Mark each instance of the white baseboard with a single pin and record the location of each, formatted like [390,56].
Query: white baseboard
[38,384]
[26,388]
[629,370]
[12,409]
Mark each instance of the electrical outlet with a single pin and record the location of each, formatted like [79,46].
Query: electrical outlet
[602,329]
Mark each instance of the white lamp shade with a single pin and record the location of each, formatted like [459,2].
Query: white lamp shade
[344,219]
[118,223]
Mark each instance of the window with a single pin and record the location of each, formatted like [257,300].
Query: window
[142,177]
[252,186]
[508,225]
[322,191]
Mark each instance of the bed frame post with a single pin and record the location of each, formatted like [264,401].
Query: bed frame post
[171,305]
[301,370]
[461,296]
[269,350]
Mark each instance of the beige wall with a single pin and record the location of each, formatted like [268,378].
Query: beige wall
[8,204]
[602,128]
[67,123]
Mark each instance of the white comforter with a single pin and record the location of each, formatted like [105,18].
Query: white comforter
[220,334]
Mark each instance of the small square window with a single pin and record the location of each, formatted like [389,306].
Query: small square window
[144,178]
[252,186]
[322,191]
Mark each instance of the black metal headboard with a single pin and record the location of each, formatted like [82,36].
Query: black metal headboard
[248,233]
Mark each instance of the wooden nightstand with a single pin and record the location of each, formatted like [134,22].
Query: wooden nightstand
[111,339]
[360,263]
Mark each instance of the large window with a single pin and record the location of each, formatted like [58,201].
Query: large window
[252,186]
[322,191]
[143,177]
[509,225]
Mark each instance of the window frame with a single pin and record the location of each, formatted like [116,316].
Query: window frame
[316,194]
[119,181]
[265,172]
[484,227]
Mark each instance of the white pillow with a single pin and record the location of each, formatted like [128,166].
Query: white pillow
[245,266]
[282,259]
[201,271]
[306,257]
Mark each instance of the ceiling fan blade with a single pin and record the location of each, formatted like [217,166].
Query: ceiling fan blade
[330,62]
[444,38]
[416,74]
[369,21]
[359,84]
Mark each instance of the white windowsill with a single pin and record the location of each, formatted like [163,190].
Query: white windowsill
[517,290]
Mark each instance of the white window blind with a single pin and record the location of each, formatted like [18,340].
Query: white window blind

+-------+

▶ **Task requirements**
Copy out all of the data exactly, leaving nothing out.

▶ **The output**
Mark each instance of the white baseboard with a single pin and record the location of each, formatted like [390,56].
Query: white baseboard
[38,384]
[26,388]
[629,370]
[12,409]
Mark each instance of the electrical outlet with a single pin and record the location of each, formatted like [79,46].
Query: electrical outlet
[602,329]
Mark each instance of the white lamp shade with a single pin and record the location of each, formatted like [459,2].
Query: white lamp shade
[344,219]
[118,223]
Mark each instance of the window with a single pin and record the location of each, formatted like [257,300].
Query: window
[142,177]
[252,186]
[508,225]
[322,191]
Mark each instance of the bed frame post with a single pin and record the location of each, formatted like [264,401].
Query: bed frame post
[171,305]
[301,370]
[461,296]
[269,350]
Mark each instance of the beige wall with a single pin and record the location of each, formatted like [268,378].
Query: beige wall
[8,204]
[602,128]
[67,123]
Mark each instance of the white comforter with a single pin and record the location of each, formatted like [105,18].
Query: white comforter
[220,334]
Mark each instance of the small square window with a single pin and record the location of each, formatted like [389,306].
Query: small square window
[144,178]
[252,186]
[322,191]
Mark each instance of the black metal headboard with a single pin and record the location of each, formatted like [82,36].
Query: black metal headboard
[248,233]
Mark each instance of the wooden nightstand with a single pin and record the location of each, formatted like [134,22].
Query: wooden nightstand
[111,339]
[360,263]
Mark each instance of the large window with a single pin and record the location of each, formatted like [58,201].
Query: large window
[252,186]
[322,191]
[143,177]
[509,225]
Mark each instance of the window frame with a single pin and record the location of each, formatted like [116,316].
Query: window frame
[316,194]
[119,181]
[265,172]
[484,227]
Mark each instance of the white pillow with a single pin and record the location of each, formatted like [128,166].
Query: white pillow
[245,266]
[282,259]
[201,271]
[306,257]
Mark each instance of the ceiling fan blade with a single pin and record the location of each, formatted like [217,166].
Query: ceiling fan blade
[330,62]
[444,38]
[416,74]
[369,21]
[359,84]
Mark each instance of the white windowsill with a single pin and record the location of each, formatted like [163,190].
Query: white windowsill
[517,290]
Mark each instance of the white window blind with a single pin and record the location of each, formatted like [18,340].
Query: white window blind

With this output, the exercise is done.